Stated problem =>
Starting at the line that holds "TARGET = helmet face grille", set down each line through the end of the listing, exactly as written and with nothing added.

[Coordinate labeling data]
....

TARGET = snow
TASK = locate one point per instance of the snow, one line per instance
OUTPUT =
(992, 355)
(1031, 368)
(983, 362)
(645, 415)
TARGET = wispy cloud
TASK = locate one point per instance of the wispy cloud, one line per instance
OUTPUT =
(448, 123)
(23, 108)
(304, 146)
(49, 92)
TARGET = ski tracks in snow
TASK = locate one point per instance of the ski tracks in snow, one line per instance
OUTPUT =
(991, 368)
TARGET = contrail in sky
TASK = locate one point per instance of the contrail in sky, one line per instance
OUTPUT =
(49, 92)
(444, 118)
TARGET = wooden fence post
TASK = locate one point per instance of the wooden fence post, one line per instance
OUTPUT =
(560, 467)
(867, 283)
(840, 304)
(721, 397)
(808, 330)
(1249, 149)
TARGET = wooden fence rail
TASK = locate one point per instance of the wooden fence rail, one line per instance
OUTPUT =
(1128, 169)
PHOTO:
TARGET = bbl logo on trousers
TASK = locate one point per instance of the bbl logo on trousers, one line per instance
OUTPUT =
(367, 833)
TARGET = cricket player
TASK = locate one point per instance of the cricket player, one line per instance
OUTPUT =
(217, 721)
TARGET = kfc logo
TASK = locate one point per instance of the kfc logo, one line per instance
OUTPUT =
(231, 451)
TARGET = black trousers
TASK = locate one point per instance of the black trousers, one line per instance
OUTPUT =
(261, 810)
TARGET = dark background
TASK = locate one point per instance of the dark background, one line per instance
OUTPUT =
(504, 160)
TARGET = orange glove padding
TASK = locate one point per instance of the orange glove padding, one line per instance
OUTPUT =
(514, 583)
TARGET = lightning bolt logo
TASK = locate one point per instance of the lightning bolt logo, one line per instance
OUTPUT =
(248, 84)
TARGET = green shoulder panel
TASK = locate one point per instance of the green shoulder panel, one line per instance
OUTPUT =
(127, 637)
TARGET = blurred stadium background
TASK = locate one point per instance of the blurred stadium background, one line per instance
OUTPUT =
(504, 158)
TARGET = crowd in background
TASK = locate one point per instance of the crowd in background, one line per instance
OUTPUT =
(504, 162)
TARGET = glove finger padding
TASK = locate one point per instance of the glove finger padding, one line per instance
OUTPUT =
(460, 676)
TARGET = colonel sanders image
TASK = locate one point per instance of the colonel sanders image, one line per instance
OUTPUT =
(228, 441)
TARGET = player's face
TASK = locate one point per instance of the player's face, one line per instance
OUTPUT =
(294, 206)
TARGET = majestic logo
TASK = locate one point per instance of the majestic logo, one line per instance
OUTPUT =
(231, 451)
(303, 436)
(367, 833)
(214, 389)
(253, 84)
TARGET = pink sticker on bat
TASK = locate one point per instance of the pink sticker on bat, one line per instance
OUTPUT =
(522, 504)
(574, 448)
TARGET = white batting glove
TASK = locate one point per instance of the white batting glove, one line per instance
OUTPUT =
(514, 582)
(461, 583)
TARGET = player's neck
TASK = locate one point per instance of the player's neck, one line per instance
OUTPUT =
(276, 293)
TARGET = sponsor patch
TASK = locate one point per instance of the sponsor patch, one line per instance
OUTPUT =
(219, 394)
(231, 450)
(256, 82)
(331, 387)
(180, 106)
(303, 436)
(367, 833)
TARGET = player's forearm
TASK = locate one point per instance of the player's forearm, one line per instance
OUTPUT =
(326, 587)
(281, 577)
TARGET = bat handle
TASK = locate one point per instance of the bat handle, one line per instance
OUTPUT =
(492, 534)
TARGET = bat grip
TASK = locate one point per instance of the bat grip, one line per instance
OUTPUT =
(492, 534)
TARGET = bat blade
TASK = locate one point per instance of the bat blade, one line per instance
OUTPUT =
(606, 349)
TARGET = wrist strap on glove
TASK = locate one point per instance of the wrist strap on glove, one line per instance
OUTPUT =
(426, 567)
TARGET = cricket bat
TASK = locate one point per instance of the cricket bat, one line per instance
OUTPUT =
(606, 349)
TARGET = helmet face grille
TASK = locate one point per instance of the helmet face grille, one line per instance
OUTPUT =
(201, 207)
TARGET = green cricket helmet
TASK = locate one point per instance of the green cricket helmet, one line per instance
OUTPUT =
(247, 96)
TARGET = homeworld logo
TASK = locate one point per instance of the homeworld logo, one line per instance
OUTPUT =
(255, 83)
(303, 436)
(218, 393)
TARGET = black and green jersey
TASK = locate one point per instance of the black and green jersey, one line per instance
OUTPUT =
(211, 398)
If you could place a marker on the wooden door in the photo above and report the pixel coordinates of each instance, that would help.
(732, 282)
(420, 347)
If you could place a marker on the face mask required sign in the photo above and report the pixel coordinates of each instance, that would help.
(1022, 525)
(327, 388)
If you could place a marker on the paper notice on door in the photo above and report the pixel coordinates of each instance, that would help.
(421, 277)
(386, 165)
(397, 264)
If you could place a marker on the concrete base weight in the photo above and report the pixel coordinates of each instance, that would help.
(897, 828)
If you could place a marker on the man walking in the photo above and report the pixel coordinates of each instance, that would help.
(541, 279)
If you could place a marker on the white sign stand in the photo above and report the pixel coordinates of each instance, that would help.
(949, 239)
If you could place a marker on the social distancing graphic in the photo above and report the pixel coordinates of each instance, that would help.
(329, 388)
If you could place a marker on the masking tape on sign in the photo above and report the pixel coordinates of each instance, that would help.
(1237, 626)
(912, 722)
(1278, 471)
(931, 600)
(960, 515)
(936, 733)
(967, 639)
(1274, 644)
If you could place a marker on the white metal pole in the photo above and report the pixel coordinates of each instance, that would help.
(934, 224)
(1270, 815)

....

Correct response =>
TARGET = helmet face grille
TASK = locate one point per instance of the helmet face grille, one line per instance
OUTPUT =
(201, 207)
TARGET = green cricket helmet
TASK = locate one point per instance of the green cricket helmet, one line per instance
OUTPUT =
(247, 96)
TARGET = homeworld logo
TASK = locate one point per instance of the homeworld logo, one line per instance
OUTPUT =
(255, 83)
(303, 436)
(218, 393)
TARGET = black and green jersey
TASK = locate one point per instance of the black and green jersey, one line per instance
OUTPUT =
(211, 398)
If you could place a marker on the wooden door in the photo above and report the pixel coordinates of each instance, that would help.
(732, 282)
(420, 347)
If you could place a marker on the face mask required sign in the photo above and report the pixel coordinates of each instance, that would help.
(1022, 525)
(327, 388)
If you could place a marker on the paper notice on door in the photo above and report the pixel coordinates of each instance, that would help.
(421, 277)
(386, 165)
(397, 264)
If you could place a marker on the concrete base weight in the photo above and report the pixel coordinates of each instance, that would help.
(897, 828)
If you could place a marker on the man walking in the photo above and report the pixel coordinates of each instance, that would help.
(541, 279)
If you could place a marker on the white sign stand in the photo above and report the pixel coordinates of each instance, that would help.
(949, 239)
If you could place a marker on the social distancing graphic in the photo above and report the pixel coordinates of each instance, that would help.
(329, 388)
If you could place a marker on the masking tape on sign in the photo above and report the pixel coordinates of each instance, that would help.
(1237, 626)
(912, 722)
(1278, 471)
(931, 600)
(960, 515)
(936, 733)
(967, 639)
(1274, 644)
If you could place a marker on the white metal pole in the photo above and report the pixel coordinates of each instance, that would help.
(934, 224)
(1270, 815)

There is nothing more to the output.